** begin **
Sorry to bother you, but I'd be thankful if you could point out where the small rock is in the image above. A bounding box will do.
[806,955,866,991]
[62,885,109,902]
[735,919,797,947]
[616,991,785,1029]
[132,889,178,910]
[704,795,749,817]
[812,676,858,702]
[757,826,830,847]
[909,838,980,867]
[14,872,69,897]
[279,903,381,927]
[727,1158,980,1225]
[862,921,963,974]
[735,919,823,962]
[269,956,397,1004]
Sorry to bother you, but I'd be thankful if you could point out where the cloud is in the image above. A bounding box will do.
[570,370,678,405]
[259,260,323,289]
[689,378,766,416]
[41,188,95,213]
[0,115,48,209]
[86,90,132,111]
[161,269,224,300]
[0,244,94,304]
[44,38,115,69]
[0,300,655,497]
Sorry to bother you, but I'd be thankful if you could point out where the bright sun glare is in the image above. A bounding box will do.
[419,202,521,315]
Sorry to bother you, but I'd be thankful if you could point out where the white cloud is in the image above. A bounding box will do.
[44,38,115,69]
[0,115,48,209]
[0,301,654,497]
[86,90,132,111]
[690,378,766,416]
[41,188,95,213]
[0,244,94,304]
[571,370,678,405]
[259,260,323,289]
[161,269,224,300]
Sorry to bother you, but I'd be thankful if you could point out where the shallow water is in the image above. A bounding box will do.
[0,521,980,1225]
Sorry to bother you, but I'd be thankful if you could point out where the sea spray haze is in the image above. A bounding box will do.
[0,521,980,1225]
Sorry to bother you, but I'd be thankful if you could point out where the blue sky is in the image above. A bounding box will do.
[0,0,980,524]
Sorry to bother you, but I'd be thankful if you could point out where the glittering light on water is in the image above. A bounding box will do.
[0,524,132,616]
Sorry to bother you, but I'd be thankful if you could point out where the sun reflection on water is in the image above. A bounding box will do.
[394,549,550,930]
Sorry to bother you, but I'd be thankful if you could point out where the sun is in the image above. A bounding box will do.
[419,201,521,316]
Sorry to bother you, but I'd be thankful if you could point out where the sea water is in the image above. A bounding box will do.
** end **
» Exercise
Write out the rows again, requests included, beginning at the line that contains "the sea spray" and stopping after the line that contains "[419,201,521,316]", and add -23 to every coordinate in the answers.

» Output below
Sorry to bother you, but I'd be thankful if you could point out where the sea spray haze is in the image above. A bounding box will do.
[-23,498,957,1202]
Sorry to bother you, but I'd be thankful if you could point out where the blue sky is in the image above. A bounding box will do.
[-23,-23,957,501]
Sorry to bother you, but I'd be thankful if you could point out where the glittering light on water is in the image above. A bounding box will do.
[-23,501,109,593]
Sorry to bother you, but I'd be thankful if you could point out where the sun reflection on water is in the image above. A bounding box will do.
[371,526,527,907]
Sorry to bother you, but I'd be thankful if you could point out where the sun is in the image above. A bounding box will do.
[396,178,498,293]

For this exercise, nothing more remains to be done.